→ GOAL
Recast the part of the items below that opens with the line containing "Point to the white wall" and closes with the line containing "[1059, 357]" as a Markdown table with the columns Row and Line. Number each row, include both end lines, and leave out any blank lines.

→ DATASET CONTENT
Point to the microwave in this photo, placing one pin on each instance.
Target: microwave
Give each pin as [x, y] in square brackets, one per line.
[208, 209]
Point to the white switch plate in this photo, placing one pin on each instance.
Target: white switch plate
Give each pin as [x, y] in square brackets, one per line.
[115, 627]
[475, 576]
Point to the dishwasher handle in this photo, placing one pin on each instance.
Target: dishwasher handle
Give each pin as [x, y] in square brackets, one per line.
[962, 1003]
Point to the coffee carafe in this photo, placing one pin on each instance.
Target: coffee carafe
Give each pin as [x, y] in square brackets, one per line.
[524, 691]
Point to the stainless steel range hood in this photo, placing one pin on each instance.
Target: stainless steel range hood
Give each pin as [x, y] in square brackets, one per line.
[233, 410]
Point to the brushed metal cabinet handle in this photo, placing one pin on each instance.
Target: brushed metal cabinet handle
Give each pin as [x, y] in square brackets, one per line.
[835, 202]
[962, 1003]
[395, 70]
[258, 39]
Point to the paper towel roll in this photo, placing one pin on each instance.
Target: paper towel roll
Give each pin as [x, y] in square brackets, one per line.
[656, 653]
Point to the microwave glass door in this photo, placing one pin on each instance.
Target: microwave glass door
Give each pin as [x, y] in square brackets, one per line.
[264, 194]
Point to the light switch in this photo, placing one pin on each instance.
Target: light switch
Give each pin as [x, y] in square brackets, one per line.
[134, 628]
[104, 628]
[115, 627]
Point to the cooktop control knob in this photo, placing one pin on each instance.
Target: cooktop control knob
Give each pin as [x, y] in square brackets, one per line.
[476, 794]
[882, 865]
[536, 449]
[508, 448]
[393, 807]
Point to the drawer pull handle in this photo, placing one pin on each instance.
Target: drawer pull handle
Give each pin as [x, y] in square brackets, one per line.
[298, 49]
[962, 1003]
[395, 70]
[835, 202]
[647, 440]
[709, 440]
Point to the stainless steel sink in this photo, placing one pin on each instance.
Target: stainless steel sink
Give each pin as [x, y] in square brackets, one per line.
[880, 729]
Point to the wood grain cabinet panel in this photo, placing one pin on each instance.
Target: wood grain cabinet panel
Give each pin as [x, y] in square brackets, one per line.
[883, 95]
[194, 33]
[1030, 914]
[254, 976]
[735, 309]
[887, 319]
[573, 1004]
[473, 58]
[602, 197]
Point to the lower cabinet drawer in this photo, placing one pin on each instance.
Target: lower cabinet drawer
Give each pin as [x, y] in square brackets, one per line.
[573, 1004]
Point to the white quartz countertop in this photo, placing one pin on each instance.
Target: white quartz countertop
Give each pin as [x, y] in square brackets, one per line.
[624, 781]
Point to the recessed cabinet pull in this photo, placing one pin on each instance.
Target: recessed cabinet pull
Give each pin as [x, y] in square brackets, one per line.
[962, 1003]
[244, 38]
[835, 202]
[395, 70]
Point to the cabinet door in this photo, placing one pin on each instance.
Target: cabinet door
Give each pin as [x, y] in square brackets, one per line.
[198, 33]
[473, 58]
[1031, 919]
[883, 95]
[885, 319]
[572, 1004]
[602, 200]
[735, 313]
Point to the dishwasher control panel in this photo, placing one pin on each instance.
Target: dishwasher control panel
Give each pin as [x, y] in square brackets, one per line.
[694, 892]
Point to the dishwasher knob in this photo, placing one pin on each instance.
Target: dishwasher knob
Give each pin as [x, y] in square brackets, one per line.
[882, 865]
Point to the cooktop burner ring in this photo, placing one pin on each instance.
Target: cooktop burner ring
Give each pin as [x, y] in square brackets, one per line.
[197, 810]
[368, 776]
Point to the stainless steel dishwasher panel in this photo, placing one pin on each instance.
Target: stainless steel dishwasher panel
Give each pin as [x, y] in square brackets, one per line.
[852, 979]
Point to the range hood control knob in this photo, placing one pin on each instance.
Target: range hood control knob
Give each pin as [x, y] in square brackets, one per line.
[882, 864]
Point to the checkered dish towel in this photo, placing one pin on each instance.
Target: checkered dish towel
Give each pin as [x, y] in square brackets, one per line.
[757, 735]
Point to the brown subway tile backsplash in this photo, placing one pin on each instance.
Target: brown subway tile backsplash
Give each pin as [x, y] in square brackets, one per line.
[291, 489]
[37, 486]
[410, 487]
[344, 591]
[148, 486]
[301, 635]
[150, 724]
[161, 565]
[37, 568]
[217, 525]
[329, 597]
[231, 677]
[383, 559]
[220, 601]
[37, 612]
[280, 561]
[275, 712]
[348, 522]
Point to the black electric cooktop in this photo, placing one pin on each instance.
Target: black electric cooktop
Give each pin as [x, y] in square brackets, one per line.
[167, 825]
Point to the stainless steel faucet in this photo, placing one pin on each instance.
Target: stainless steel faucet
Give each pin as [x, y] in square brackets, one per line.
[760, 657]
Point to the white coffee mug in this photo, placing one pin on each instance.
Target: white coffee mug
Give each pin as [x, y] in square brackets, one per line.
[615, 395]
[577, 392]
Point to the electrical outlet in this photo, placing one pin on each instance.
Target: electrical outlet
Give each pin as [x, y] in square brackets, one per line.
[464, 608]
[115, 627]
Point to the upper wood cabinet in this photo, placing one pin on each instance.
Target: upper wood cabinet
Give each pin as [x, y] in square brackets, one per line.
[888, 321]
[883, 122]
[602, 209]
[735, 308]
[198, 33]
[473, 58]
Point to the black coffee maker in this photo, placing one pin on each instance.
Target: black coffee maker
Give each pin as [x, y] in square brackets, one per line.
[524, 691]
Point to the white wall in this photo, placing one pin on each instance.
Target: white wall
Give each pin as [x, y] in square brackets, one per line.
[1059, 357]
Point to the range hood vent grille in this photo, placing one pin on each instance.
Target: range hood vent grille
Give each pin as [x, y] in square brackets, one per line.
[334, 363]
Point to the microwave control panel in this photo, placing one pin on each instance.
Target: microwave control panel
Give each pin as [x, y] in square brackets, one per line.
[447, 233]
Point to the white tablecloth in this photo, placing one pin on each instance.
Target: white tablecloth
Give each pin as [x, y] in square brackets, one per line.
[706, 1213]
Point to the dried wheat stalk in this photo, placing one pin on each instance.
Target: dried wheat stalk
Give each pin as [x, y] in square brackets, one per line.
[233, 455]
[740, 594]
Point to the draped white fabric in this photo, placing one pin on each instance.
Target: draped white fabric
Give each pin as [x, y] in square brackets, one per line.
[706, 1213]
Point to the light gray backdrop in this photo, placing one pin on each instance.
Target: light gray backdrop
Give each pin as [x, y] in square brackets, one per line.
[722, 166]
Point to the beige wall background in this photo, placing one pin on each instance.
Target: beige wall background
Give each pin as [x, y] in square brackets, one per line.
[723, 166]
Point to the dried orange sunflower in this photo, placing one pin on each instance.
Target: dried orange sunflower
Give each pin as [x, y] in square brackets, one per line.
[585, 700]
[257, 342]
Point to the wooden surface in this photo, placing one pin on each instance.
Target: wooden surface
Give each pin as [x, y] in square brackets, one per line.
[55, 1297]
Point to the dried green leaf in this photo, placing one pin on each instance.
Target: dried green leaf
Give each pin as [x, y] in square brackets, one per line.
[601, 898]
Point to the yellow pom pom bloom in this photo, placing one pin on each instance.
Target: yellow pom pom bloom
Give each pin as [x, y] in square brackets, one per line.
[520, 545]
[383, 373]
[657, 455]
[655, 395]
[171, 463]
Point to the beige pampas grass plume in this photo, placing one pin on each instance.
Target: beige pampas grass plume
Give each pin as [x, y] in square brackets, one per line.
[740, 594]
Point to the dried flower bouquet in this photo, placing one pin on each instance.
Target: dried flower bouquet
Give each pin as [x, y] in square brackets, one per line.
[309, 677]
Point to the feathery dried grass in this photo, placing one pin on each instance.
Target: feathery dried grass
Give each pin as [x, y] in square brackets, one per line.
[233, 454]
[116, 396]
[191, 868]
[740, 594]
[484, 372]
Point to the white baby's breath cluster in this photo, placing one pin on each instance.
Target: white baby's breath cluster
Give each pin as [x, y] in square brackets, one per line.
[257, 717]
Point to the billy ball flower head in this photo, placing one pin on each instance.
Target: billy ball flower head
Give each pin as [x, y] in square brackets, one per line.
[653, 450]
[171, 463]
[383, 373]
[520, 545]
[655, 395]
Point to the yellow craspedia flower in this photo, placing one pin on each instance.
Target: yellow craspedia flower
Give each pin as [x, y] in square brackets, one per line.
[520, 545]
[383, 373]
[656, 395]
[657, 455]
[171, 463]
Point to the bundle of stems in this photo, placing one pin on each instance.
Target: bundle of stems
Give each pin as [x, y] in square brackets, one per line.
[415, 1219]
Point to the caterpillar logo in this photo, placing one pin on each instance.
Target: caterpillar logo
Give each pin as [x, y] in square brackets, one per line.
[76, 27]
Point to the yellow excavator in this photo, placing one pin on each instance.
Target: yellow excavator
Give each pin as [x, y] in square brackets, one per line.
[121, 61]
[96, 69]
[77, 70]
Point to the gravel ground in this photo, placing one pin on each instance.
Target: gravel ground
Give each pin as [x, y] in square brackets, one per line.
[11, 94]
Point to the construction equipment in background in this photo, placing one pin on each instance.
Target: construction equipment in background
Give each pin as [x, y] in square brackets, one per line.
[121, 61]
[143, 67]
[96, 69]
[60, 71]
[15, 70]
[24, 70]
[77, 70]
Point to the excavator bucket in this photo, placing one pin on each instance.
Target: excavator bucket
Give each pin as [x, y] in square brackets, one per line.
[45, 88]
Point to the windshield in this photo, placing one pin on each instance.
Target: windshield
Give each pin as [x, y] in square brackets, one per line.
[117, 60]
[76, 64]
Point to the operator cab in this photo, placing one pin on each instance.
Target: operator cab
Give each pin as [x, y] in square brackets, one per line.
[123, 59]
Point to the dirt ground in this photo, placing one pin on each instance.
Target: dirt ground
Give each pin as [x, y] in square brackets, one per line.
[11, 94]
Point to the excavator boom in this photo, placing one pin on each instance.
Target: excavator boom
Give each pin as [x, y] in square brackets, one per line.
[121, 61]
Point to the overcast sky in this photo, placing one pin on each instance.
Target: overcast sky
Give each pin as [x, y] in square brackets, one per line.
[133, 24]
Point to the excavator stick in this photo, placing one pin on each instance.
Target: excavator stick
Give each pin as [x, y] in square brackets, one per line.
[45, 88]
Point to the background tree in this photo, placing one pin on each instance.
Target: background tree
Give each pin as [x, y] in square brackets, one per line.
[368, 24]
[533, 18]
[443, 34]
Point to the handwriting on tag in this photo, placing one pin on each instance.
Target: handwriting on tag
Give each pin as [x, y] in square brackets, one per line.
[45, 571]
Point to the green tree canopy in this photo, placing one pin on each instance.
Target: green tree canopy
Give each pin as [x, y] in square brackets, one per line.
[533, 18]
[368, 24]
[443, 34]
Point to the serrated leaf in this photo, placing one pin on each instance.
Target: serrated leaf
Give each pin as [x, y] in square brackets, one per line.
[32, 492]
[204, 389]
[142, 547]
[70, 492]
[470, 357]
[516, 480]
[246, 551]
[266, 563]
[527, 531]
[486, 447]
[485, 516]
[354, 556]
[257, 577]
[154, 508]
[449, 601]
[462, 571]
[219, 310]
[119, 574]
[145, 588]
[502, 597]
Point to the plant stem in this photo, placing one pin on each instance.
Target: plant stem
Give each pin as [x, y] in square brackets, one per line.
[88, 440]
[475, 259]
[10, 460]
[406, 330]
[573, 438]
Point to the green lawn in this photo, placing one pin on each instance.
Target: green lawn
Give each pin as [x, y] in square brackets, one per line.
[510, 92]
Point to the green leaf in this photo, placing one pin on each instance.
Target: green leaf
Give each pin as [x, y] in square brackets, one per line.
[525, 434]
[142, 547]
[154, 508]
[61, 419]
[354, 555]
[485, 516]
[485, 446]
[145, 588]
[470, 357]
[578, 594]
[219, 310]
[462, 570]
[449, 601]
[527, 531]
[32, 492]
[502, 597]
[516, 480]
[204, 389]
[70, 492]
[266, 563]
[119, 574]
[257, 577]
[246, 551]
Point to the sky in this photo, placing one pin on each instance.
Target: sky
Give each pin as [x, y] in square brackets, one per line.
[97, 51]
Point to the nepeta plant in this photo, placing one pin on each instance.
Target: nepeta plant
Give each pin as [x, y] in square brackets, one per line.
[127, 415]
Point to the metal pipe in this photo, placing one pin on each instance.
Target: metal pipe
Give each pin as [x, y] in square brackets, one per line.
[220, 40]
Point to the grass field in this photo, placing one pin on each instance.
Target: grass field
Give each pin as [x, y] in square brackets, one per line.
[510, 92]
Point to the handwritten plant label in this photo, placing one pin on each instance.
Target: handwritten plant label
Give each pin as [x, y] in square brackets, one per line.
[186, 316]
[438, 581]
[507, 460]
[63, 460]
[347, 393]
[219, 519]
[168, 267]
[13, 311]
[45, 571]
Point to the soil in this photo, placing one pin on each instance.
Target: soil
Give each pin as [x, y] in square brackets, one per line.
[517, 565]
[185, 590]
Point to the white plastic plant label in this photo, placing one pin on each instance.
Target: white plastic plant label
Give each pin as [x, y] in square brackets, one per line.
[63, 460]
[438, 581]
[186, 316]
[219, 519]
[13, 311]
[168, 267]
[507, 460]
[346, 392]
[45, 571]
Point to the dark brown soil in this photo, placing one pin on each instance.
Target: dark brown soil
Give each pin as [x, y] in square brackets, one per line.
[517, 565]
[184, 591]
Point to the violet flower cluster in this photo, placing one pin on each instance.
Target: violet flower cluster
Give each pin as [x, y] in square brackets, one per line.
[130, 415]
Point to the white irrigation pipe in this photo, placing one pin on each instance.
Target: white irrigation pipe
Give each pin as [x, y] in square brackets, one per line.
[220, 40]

→ RESPONSE
| Row | Line |
|---|---|
| 1 | Point to the white wall in this photo, placing one pin on each instance. |
| 2 | Target: white wall |
| 3 | Give each pin as [x, y] in square brackets, one per line. |
| 4 | [1059, 357] |